===== Provided records
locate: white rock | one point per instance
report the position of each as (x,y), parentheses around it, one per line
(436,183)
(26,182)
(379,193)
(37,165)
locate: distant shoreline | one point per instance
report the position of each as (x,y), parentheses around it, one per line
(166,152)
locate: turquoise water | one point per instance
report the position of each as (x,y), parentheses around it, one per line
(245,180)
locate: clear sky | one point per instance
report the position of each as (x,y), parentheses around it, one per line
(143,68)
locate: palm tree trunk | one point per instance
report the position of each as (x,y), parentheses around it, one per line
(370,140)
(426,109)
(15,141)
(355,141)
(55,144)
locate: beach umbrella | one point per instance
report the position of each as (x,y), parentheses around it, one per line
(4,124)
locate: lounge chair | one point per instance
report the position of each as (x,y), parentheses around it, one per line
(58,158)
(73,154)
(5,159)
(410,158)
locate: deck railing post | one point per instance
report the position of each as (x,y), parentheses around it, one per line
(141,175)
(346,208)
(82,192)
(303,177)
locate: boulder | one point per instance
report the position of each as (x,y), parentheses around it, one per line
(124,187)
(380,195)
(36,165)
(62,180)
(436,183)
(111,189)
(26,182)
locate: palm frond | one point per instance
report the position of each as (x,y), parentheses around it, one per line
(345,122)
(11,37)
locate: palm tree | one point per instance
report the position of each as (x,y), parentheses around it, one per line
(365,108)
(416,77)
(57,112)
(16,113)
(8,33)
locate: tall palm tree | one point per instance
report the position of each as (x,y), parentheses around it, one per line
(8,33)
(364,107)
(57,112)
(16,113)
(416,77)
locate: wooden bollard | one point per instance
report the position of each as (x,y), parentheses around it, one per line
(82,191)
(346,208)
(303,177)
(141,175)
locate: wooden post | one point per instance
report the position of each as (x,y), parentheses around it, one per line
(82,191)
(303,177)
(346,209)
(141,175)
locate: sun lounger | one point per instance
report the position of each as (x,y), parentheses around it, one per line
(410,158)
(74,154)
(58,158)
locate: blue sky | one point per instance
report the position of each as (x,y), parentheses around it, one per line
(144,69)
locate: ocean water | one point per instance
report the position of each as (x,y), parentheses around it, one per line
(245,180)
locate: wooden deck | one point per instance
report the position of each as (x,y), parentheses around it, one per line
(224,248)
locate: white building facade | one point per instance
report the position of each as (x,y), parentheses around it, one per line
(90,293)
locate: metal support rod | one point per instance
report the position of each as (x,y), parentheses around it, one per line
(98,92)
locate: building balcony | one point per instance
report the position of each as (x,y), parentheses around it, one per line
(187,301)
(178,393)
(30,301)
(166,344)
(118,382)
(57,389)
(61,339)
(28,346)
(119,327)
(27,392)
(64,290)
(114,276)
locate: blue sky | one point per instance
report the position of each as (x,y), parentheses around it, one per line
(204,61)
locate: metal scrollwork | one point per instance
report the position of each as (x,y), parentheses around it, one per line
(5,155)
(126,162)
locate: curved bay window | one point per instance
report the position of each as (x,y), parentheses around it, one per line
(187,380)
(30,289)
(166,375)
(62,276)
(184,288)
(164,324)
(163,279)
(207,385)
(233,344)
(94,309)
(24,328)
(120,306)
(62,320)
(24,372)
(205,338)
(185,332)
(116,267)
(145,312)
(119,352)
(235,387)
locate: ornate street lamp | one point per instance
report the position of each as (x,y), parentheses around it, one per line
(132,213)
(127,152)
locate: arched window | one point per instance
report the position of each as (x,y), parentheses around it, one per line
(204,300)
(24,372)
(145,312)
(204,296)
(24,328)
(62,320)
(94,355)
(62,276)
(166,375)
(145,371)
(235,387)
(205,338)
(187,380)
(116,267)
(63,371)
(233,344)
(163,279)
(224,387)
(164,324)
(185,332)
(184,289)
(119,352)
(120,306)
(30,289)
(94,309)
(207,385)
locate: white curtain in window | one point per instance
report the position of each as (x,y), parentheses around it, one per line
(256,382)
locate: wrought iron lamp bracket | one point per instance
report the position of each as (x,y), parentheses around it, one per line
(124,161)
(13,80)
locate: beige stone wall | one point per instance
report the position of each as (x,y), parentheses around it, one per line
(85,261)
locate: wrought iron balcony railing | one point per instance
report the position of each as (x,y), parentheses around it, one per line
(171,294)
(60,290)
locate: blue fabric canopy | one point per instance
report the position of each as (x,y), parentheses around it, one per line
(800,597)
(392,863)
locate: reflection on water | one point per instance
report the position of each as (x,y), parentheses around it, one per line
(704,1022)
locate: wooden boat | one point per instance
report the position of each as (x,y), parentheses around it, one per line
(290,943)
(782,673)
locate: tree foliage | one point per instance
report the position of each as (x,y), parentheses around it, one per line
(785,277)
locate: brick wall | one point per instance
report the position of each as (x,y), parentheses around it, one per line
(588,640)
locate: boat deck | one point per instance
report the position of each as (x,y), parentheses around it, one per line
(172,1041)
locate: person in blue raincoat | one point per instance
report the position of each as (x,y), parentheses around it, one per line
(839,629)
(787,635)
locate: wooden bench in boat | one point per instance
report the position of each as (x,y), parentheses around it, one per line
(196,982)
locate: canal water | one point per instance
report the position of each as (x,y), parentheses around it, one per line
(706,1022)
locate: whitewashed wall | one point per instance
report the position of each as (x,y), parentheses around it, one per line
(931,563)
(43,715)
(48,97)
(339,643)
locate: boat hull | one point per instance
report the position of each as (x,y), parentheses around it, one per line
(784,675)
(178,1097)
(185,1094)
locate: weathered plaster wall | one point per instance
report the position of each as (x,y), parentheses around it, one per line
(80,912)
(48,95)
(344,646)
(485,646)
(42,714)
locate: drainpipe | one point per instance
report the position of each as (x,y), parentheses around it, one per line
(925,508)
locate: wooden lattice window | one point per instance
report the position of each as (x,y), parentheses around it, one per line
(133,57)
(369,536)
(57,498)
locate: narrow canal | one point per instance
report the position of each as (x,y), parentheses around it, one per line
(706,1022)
==========
### What is needed:
Look through the listing above and copy each line where the string "railing" occurs.

### Solution to the exercise:
locate: deck railing post | one point per instance
locate: wrought iron balcony railing | one point per instance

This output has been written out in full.